SELECTED TEXT
▼

A Night To Remember (1958/Criterion Blu-ray)/Titanic: The Complete Story (History Channel/A&E DVDs)/Titanic: The Definitive Documentary Collection (Mill Creek DVDs)

 

Picture: B/C/C     Sound: B-/C+/C     Extras: B/C-/D     Films: B/B/B-

 

 

With James Cameron’s 1997 megahit Titanic being issued in 3D theatrically and on the 100th Anniversary of its disastrous maiden voyage, some timely home video releases accompany both.

 

 

Roy Ward Baker is one of the most successful British filmmakers of all time, a journeyman with an amazing career and his 1958 hit A Night To Remember is one of the few films on the subject to hold up so long after it was made and long after Cameron’s film became such a huge hit.  One reason is that it is about many specific persons, so well researched and the disaster is more a British affair than an American or Canadian one.  Also, it has an exceptional cast of actors, including up and coming faces, including Kenneth More, Honor Blackman, David McCallum, Michael Goodliffe, Alec McGowen, Andrew Keir, Gerald Harper, and Lawrence Naismith among them, along with uncredited turns by Desmond Llewellyn, Bernard Fox, Jeremy Bulloch and even Sean Connery.

▲

Please write out the review's passage from "Roy Ward Baker" to "even Sean Connery.", word for word. The entries after the review aren't needed here.

DATA SHOWN

▼

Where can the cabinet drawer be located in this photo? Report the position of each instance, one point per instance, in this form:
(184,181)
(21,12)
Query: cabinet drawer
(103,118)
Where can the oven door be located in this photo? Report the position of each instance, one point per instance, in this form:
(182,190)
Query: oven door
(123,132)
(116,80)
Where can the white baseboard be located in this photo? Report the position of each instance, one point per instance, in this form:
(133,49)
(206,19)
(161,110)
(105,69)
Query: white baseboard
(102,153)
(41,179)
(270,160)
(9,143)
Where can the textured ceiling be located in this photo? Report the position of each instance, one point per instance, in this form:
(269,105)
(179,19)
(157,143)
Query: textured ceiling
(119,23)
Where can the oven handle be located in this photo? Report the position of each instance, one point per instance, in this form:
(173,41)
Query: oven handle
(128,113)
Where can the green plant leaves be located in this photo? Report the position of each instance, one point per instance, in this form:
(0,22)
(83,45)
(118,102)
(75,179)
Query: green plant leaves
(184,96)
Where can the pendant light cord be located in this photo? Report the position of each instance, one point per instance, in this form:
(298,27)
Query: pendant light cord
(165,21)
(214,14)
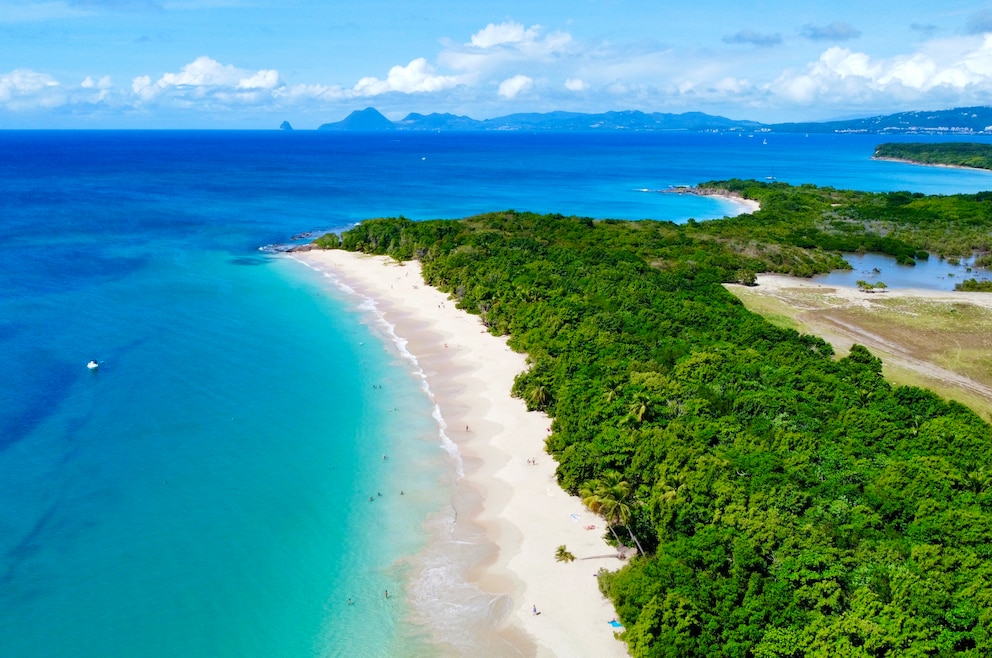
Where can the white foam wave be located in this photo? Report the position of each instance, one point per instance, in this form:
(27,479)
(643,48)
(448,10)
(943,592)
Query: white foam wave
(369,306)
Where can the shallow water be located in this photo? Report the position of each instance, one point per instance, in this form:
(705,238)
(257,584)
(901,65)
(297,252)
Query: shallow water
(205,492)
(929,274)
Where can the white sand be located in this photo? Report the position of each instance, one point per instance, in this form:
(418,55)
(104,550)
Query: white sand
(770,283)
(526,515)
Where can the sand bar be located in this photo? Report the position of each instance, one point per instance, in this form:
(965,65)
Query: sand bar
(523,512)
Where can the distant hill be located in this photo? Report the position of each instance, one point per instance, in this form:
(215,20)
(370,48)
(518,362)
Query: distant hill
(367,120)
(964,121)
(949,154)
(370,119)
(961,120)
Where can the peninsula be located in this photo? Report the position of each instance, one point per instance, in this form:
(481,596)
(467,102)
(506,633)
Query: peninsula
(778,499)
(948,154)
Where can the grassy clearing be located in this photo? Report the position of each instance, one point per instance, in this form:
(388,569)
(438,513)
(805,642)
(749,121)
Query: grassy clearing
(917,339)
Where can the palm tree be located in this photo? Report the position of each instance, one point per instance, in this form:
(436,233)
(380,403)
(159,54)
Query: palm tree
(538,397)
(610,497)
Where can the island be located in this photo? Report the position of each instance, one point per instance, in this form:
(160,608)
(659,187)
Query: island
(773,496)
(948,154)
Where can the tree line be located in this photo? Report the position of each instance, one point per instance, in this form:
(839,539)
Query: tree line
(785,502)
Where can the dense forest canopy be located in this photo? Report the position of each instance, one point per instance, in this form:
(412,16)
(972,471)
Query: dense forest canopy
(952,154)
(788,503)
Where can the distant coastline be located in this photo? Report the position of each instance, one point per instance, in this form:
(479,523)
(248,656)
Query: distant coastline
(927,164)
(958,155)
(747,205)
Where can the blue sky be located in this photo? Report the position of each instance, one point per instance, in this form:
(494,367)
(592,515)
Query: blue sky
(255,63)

▲

EXERCISE RESULT
Roy Ward Baker is one of the most successful British filmmakers of all time, a journeyman with an amazing career and his 1958 hit A Night To Remember is one of the few films on the subject to hold up so long after it was made and long after Cameron’s film became such a huge hit.  One reason is that it is about many specific persons, so well researched and the disaster is more a British affair than an American or Canadian one.  Also, it has an exceptional cast of actors, including up and coming faces, including Kenneth More, Honor Blackman, David McCallum, Michael Goodliffe, Alec McGowen, Andrew Keir, Gerald Harper, and Lawrence Naismith among them, along with uncredited turns by Desmond Llewellyn, Bernard Fox, Jeremy Bulloch and even Sean Connery.